+++ DATA

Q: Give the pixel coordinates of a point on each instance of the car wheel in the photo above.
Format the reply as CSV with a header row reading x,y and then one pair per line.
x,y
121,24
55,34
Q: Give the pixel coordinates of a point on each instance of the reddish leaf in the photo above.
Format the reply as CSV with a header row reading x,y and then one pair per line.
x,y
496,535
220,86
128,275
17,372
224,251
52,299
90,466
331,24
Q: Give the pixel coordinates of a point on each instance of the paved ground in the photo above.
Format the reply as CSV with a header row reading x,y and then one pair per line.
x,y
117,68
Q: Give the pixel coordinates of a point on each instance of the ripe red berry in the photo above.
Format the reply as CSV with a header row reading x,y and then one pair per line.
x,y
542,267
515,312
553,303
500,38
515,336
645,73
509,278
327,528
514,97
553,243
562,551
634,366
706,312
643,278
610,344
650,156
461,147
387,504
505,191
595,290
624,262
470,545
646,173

++++++

_OBJECTIVE_: Output every line of the listing above as a JSON array of strings, one string per line, with blank lines omitted.

_COMPLETE OUTPUT_:
[
  "Q: Give the pixel coordinates of a point on each instance of the car wheel in the photo above.",
  "Format the reply as CSV with a header row reading x,y and then one pair per line.",
  "x,y",
  "121,24",
  "55,34",
  "Q: Give the pixel coordinates of a point on each instance of the reddish leaf in the photo above.",
  "Format the reply as CSV with a header row reading x,y and then one pair per line.",
  "x,y",
  "496,535",
  "220,86",
  "128,275",
  "17,372",
  "224,251",
  "52,299",
  "90,466",
  "331,24",
  "Q: Give the pixel coordinates of a point on each instance of the paved ground in the photo above.",
  "Format the reply as CSV with a header row reading x,y and then one pair per line.",
  "x,y",
  "117,68",
  "Q: Give the pixel coordinates of a point on each instance of the ripe red berry in the photo above.",
  "Format the reply as CSV with a header row reading x,y and then one pair per line.",
  "x,y",
  "542,267",
  "515,312",
  "553,303",
  "500,38",
  "515,336",
  "645,73",
  "509,278",
  "327,528",
  "514,97",
  "553,243",
  "562,551",
  "634,366",
  "706,312",
  "643,278",
  "610,344",
  "650,156",
  "461,147",
  "387,504",
  "505,191",
  "595,290",
  "624,262",
  "470,545",
  "646,173"
]